Segment Open
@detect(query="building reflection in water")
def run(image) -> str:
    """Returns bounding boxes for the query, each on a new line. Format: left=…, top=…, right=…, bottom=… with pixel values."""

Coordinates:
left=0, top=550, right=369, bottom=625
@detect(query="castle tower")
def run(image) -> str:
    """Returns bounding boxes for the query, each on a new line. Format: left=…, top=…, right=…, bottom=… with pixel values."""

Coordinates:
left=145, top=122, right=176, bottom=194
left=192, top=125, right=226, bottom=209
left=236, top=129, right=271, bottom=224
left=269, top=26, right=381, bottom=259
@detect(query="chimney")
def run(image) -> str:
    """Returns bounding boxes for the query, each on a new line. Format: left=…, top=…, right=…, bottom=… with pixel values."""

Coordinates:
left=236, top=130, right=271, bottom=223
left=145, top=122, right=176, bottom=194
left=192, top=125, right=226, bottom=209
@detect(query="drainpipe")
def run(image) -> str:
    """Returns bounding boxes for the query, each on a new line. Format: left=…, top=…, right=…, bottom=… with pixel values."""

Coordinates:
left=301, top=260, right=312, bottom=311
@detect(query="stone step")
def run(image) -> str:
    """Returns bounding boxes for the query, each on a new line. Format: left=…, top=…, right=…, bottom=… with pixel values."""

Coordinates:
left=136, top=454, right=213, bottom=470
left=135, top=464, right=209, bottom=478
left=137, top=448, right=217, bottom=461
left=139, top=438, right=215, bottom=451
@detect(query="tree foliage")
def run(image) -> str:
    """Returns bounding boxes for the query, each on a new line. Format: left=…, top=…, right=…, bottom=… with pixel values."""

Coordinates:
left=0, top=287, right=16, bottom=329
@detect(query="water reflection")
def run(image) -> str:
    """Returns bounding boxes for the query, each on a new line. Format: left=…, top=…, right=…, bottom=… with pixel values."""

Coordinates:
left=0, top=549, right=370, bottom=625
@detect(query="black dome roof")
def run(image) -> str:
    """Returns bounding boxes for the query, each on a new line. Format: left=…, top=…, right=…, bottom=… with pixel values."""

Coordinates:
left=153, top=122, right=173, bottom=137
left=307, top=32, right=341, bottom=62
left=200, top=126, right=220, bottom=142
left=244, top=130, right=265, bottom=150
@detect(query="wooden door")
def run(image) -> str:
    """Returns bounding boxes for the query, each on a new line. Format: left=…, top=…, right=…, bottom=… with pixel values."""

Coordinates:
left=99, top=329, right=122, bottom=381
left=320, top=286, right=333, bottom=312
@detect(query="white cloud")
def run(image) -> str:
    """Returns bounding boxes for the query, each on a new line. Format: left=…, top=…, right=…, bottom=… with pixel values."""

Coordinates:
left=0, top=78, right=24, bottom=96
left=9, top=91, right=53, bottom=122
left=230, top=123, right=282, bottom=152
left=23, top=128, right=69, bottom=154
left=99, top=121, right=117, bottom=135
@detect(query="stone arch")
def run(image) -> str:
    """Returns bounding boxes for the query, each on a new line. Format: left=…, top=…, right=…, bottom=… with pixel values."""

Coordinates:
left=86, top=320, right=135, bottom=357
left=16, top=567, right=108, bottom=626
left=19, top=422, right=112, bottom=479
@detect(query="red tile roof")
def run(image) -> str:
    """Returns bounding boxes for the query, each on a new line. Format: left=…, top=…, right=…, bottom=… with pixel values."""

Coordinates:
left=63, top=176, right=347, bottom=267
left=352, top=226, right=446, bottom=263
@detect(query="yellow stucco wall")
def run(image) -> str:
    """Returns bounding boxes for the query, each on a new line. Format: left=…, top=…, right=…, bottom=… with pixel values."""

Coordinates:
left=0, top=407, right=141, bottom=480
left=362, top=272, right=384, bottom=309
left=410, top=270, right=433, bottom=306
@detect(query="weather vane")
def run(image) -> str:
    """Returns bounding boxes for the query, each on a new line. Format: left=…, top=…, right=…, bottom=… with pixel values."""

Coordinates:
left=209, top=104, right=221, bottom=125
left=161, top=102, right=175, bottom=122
Segment Closed
• Problem statement: Could you find each line in the entries that contains the string "water" and copy it?

• Result for this exercise:
@detect(query="building reflection in water")
@detect(query="water reflection")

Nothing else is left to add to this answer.